## begin Exercise inputs
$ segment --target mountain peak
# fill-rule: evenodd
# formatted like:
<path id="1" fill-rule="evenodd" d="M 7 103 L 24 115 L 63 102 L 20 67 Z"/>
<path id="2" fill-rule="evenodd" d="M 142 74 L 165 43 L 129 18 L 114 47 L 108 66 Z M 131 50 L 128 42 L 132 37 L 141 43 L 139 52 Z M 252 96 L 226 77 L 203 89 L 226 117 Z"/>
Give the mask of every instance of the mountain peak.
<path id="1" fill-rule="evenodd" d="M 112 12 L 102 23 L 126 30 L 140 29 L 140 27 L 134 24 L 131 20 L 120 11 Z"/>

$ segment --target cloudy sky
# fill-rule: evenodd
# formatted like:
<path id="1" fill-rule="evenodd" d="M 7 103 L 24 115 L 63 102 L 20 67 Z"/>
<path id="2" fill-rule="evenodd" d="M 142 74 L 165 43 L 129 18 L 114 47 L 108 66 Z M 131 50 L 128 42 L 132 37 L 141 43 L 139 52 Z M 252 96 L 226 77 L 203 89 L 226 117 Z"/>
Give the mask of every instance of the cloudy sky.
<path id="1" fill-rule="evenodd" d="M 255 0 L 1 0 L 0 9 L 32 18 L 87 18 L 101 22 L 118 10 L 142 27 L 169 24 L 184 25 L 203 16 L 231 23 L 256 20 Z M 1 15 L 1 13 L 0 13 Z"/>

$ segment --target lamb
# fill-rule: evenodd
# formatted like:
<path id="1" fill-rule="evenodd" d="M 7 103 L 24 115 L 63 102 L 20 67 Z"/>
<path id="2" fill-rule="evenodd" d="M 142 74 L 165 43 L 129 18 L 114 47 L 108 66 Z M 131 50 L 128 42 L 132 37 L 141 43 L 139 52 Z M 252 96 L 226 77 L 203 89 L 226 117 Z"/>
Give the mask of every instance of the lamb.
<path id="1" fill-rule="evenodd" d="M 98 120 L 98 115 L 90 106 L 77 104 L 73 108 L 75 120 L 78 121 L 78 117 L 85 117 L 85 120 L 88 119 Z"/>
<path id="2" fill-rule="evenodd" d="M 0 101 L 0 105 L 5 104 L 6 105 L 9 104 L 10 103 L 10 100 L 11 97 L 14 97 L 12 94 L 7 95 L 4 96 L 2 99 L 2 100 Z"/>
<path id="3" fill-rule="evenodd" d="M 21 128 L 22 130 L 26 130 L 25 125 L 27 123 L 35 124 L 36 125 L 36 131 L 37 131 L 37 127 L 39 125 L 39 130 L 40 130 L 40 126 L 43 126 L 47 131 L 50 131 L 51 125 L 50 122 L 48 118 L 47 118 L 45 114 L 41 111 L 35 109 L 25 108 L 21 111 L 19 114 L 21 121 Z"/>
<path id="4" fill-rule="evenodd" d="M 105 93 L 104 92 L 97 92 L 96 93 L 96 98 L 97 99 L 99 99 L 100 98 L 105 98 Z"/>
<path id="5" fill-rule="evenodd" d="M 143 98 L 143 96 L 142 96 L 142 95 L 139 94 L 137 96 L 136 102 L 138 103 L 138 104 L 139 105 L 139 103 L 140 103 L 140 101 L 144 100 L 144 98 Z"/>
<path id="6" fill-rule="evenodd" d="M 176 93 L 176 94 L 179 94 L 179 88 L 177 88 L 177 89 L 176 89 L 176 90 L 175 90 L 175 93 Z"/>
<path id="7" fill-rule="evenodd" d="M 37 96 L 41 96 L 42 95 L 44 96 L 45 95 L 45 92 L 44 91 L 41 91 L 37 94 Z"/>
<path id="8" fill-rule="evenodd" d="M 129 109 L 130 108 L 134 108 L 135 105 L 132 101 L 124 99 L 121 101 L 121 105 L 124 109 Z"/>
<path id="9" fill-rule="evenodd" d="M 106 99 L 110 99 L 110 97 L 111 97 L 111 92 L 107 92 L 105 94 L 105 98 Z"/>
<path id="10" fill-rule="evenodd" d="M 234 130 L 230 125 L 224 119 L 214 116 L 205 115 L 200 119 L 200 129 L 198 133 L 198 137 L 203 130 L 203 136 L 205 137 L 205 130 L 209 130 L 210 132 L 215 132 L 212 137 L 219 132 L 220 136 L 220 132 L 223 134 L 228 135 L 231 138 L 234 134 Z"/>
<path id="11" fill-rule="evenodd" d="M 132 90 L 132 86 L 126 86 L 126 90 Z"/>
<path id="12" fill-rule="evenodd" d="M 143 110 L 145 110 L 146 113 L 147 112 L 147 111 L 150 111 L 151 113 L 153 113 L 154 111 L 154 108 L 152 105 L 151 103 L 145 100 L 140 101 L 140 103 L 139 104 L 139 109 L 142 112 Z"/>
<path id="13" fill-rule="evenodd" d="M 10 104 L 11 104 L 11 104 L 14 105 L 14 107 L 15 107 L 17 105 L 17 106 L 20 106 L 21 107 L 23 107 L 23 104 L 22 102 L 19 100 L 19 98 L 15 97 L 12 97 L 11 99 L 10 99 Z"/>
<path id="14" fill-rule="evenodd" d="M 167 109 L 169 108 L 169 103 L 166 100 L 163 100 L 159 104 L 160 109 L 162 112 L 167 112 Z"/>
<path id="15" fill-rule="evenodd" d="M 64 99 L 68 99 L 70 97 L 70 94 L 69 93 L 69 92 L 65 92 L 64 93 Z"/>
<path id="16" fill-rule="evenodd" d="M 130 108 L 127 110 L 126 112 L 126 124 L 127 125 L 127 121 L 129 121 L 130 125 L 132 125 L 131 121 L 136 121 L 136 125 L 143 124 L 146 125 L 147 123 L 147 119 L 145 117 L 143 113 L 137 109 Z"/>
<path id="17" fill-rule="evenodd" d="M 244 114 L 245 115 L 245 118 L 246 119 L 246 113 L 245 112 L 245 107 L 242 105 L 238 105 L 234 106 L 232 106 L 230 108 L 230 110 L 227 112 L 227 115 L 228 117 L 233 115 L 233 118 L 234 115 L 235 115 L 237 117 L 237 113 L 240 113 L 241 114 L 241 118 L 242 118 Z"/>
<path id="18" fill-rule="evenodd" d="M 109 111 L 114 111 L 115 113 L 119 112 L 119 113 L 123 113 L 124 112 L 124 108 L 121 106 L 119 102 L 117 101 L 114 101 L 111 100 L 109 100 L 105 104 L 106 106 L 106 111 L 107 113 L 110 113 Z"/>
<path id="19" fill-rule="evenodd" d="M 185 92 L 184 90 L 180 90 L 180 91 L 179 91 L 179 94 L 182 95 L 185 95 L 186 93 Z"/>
## end Exercise inputs
Task to carry out:
Rescale the listing above from its start through the line containing "87 18 L 101", reproducing every line, requests included. Multiply each coordinate in the answer outlines by 0.5 and round to whole numbers with halves going up, leaving the requests and their format samples unchanged.

Complete output:
$ segment --target mountain peak
# fill-rule: evenodd
# formatted like:
<path id="1" fill-rule="evenodd" d="M 7 103 L 24 115 L 63 102 L 20 67 Z"/>
<path id="2" fill-rule="evenodd" d="M 142 74 L 165 43 L 129 18 L 114 47 L 108 66 Z M 131 50 L 128 42 L 132 37 L 141 43 L 139 52 Z M 252 96 L 226 77 L 203 89 L 226 117 Z"/>
Give the mask of every instance of the mountain peak.
<path id="1" fill-rule="evenodd" d="M 56 6 L 51 12 L 63 15 L 70 15 L 70 14 L 67 12 L 66 10 L 60 6 Z"/>

$ segment --target cloudy sky
# fill-rule: evenodd
# formatted like:
<path id="1" fill-rule="evenodd" d="M 7 103 L 24 115 L 63 102 L 20 67 Z"/>
<path id="2" fill-rule="evenodd" d="M 142 74 L 165 43 L 129 18 L 114 47 L 108 66 Z M 131 50 L 128 42 L 132 37 L 141 43 L 139 52 Z M 252 96 L 226 77 L 203 89 L 226 117 Z"/>
Give the mask of every instance of the cloudy sky.
<path id="1" fill-rule="evenodd" d="M 128 0 L 1 0 L 0 5 L 16 9 L 44 9 L 51 11 L 59 5 L 71 14 L 85 12 L 92 13 L 102 8 L 116 12 L 128 10 Z M 1 8 L 1 7 L 0 7 Z"/>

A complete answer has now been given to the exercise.